**Aim**
Write out everything in the Marx helicopter post from "Monday, July 28, 2025" down to "on the sides.", word for word.
## Begin Excerpt
Tuesday, July 29, 2025

Marx Battleground, Training Center, and Other Military Playset Pieces - Marx Sikorsky CH-37 Mojave Helicopter with Winch - OD SP

Here's a good example of one these helicopters as you'd find it out in the wild: missing landing gear, hook and string, tail rotor, and stickers. I was lucky to find it with the main rotors intact!! I cheated a little for these photos in that I had three spare landing gear pieces from wreck copter, and placed those on the body. I may end up painting them to match.

Ed














Missing the string and hook - but at least the winch handle is intact.

Monday, July 28, 2025

Marx Battleground, Training Center, and Other Military Playset Pieces - Marx Sikorsky CH-37 Mojave Helicopter with Winch - Metallic Blue SP

I featured the metallic blue 'Mojave' without winch back on 26 May and that post was the catalyst for starting this series of Marx military playset pieces. Marx essentially made a metallic blue and an OD version of these helicopters, with and without winches. The metallic blue versions are common to the the Cape Canaveral / Cape Kennedy playsets, while the OD versions are what you'd typically find in the Battleground sets. These are commonly found missing the separate landing gear piece (two long and one short), the tail rotor, as well as the hook. The hook is a common Marx piece used in its 3-rail O-gauge train sets, as well as tow trucks, cranes, etc. Usually missing as well are any of the stickers on the sides.
## End Excerpt
## Begin Recorded information
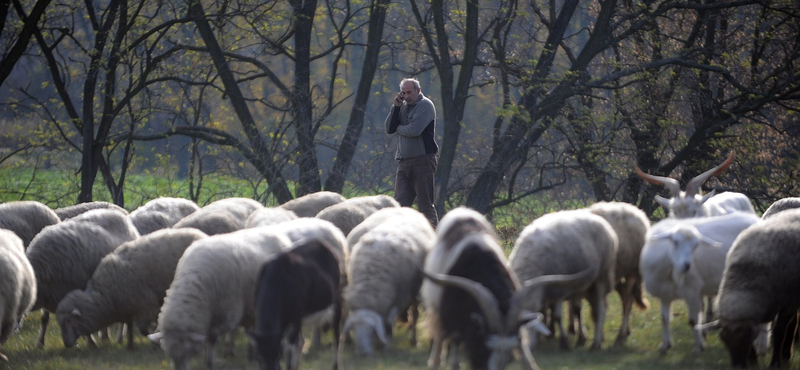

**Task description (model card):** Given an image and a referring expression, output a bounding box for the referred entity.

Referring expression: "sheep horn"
## End Recorded information
**Complete response**
Monday, July 28, 2025

Marx Battleground, Training Center, and Other Military Playset Pieces - Marx Sikorsky CH-37 Mojave Helicopter with Winch - Metallic Blue SP

I featured the metallic blue 'Mojave' without winch back on 26 May and that post was the catalyst for starting this series of Marx military playset pieces. Marx essentially made a metallic blue and an OD version of these helicopters, with and without winches. The metallic blue versions are common to the the Cape Canaveral / Cape Kennedy playsets, while the OD versions are what you'd typically find in the Battleground sets. These are commonly found missing the separate landing gear piece (two long and one short), the tail rotor, as well as the hook. The hook is a common Marx piece used in its 3-rail O-gauge train sets, as well as tow trucks, cranes, etc. Usually missing as well are any of the stickers on the sides.